(Source records)
%%
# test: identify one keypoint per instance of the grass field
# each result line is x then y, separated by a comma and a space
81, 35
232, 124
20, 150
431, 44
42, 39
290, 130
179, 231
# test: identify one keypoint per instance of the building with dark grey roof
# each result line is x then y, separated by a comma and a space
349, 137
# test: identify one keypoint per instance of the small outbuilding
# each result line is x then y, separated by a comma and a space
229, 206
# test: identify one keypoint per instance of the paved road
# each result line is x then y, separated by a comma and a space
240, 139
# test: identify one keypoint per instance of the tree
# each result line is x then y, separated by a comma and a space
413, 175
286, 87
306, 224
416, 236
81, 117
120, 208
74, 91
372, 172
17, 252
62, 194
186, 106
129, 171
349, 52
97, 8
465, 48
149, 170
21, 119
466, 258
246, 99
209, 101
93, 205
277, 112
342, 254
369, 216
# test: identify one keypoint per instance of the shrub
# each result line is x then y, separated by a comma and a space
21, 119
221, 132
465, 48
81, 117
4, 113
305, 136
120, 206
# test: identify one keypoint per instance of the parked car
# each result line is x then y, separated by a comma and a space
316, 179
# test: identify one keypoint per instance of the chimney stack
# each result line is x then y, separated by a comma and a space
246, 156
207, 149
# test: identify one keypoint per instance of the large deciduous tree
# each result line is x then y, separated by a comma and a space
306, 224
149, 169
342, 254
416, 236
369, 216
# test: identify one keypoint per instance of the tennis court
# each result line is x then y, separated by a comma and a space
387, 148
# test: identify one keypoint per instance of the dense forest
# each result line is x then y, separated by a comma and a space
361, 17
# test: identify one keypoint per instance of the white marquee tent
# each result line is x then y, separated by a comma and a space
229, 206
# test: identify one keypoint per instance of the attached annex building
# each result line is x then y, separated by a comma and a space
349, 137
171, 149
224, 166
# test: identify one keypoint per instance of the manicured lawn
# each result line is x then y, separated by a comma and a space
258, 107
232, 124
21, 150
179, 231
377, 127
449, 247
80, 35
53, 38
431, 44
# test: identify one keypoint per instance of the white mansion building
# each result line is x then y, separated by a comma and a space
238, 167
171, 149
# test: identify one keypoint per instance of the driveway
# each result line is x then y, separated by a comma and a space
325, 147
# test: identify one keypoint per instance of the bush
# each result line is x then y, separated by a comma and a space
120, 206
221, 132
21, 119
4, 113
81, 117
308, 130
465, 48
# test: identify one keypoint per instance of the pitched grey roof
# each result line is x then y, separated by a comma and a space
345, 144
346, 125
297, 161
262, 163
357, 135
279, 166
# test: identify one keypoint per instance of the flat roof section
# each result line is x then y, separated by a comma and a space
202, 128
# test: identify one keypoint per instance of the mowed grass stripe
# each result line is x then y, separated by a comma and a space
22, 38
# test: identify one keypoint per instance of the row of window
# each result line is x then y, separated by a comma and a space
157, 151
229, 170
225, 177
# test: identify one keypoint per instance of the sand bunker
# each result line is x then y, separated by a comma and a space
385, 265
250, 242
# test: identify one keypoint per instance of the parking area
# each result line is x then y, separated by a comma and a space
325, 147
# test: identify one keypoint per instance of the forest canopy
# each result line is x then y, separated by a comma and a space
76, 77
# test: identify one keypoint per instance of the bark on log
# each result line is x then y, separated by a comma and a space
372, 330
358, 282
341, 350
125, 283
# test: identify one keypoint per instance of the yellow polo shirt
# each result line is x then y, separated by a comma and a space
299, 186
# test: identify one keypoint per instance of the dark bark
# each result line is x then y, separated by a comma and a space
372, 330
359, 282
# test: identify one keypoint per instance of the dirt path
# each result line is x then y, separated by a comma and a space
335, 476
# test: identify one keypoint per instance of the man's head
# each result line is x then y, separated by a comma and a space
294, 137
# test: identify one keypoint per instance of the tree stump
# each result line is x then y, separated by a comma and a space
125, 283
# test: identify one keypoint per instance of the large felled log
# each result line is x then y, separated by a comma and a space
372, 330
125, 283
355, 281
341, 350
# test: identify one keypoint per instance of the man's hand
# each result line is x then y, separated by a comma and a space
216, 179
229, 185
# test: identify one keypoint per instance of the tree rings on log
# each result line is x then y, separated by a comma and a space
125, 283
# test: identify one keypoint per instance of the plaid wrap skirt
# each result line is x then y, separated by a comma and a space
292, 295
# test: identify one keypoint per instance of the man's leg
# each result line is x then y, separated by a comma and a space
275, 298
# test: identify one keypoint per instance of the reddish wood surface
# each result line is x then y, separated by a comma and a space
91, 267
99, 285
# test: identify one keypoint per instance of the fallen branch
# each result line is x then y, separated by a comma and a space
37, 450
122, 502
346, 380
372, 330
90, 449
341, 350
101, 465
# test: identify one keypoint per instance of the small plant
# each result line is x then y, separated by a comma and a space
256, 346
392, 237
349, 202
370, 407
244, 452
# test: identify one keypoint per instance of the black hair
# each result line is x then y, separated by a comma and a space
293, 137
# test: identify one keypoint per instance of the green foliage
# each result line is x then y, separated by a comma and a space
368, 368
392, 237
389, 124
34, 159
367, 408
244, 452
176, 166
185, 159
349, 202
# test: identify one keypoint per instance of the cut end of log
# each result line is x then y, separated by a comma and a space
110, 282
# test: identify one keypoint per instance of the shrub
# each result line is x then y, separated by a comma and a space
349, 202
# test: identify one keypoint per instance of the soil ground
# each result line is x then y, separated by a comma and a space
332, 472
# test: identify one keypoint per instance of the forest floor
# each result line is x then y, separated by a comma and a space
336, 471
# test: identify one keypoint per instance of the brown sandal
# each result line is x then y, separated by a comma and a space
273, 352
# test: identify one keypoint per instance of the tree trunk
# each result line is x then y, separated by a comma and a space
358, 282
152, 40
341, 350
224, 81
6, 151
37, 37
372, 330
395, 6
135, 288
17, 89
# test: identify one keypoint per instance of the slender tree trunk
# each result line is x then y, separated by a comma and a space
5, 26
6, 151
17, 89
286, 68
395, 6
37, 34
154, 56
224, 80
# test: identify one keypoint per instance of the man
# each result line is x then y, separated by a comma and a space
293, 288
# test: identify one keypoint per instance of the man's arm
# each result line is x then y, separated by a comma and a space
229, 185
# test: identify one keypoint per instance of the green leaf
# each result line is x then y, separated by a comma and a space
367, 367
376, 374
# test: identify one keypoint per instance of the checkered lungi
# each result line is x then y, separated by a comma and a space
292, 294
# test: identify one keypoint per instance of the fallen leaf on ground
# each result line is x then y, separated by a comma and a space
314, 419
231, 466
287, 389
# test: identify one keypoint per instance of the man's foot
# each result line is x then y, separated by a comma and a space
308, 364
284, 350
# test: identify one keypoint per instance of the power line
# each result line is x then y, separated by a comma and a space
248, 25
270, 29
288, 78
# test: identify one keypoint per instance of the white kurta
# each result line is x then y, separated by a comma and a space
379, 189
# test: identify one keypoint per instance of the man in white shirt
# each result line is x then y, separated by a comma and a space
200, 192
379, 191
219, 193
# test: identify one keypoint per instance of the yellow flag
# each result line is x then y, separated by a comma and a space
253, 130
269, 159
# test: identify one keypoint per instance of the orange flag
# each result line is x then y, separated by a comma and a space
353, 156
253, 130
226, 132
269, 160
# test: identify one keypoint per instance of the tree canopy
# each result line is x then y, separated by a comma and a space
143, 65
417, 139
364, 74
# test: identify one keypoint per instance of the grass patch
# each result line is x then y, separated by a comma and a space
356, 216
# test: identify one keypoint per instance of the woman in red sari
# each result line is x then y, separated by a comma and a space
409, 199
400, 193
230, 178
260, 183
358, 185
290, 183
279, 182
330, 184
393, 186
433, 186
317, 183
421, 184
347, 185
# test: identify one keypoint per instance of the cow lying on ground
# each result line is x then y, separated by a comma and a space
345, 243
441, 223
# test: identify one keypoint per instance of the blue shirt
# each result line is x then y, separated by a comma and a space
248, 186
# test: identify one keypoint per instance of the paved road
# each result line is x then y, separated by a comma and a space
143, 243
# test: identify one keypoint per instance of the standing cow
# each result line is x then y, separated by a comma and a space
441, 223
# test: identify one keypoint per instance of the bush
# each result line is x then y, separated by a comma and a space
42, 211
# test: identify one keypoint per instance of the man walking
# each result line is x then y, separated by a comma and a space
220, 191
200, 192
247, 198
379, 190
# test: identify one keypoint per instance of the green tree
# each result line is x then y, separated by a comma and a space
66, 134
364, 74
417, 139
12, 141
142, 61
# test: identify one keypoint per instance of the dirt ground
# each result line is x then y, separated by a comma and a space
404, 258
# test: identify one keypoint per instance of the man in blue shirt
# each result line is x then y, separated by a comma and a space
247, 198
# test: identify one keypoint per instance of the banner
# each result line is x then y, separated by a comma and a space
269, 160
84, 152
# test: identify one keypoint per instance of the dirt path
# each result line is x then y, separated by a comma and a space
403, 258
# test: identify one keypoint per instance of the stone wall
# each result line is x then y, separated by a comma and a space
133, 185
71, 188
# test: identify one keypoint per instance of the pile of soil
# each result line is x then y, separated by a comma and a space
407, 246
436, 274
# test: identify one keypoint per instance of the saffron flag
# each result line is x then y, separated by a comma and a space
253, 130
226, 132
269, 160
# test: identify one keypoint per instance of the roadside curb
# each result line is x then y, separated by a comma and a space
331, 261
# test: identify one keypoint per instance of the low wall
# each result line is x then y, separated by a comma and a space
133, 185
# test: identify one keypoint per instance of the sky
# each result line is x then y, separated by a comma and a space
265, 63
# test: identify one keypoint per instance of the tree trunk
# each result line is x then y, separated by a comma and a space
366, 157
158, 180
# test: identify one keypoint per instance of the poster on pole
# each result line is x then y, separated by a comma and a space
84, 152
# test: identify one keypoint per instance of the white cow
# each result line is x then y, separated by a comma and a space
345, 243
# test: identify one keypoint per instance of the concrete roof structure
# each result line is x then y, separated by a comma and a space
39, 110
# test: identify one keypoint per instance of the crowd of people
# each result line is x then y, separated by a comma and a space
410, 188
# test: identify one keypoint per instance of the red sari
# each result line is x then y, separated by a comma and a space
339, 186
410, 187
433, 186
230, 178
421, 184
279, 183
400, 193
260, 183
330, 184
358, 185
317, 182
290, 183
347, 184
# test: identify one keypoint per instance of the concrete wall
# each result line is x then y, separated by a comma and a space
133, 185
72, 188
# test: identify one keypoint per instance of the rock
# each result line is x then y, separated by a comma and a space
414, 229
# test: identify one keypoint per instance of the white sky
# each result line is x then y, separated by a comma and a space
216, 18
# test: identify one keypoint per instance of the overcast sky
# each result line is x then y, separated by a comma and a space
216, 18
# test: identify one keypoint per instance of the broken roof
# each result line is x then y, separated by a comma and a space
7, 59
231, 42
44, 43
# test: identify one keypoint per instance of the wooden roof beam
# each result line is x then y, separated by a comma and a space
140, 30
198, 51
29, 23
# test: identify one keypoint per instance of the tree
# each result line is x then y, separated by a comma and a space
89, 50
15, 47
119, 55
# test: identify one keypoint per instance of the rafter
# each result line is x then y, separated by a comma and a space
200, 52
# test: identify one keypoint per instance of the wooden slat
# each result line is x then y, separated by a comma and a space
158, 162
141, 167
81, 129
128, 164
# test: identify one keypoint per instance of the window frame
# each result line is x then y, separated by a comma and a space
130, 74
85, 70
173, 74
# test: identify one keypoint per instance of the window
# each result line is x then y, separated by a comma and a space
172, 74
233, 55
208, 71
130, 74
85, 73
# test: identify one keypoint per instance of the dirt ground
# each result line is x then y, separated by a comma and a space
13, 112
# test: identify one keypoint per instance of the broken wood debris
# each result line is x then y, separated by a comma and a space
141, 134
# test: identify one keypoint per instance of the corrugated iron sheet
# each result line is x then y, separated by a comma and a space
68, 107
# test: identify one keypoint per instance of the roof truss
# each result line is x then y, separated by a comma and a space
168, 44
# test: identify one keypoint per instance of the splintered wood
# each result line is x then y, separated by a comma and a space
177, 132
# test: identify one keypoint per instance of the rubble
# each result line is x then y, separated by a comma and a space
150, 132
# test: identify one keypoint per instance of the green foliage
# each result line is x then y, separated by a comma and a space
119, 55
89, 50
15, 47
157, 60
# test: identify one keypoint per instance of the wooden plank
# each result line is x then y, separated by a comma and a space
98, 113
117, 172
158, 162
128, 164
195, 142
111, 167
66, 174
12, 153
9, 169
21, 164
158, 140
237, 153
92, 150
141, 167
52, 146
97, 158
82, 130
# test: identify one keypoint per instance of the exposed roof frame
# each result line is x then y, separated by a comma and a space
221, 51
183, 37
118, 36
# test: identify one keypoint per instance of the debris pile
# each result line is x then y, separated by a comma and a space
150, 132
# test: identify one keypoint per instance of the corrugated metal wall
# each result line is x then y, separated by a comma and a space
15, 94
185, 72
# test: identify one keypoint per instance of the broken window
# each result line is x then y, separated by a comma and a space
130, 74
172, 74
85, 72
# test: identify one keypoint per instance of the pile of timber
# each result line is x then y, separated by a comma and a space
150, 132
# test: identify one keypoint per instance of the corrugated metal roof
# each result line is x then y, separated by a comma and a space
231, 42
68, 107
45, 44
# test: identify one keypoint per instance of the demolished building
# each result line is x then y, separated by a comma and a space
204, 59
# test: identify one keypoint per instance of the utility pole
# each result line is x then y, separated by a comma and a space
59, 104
%%
__EXERCISE DESCRIPTION__
With both ends included, please retype exactly the lines from the line containing "# test: identify one keypoint per instance of the splintered" to the final line of the data.

__COMPLETE RESPONSE__
# test: identify one keypoint per instance of the splintered wood
# each result line is x then y, separated by a comma and a space
177, 132
# test: identify one keypoint per instance of the rubble
# each result line is x then y, separated by a comma and a space
150, 132
# test: identify one keypoint per instance of the green foliage
# each result line is x then y, separated by a comma and a space
119, 55
89, 50
15, 47
157, 60
# test: identify one keypoint per instance of the wooden plank
# each result line is x then y, separated by a comma and a space
98, 113
117, 172
158, 162
128, 164
195, 142
111, 167
66, 174
12, 153
9, 169
21, 164
158, 140
237, 153
92, 150
141, 167
52, 146
97, 158
82, 130
# test: identify one keypoint per instance of the exposed roof frame
# each result line is x then y, separated by a comma and a space
221, 51
183, 37
118, 36
# test: identify one keypoint per instance of the debris pile
# each result line is x then y, separated by a comma and a space
150, 132
# test: identify one keypoint per instance of the corrugated metal wall
# each result line is x then y, separated by a comma and a space
15, 94
185, 72
# test: identify one keypoint per instance of the broken window
# each result line is x then y, separated by a comma and a space
130, 74
172, 74
85, 72
# test: identify one keypoint per instance of the pile of timber
# each result line is x then y, separated by a comma and a space
150, 132
# test: identify one keypoint per instance of the corrugated metal roof
# each result line is x then y, separated by a comma and a space
231, 42
68, 107
45, 44
# test: identify one keypoint per instance of the demolished building
# each result line is x then y, separated by a comma and a space
204, 59
# test: identify one keypoint per instance of the utility pole
# each result line is x then y, separated by a comma and a space
59, 104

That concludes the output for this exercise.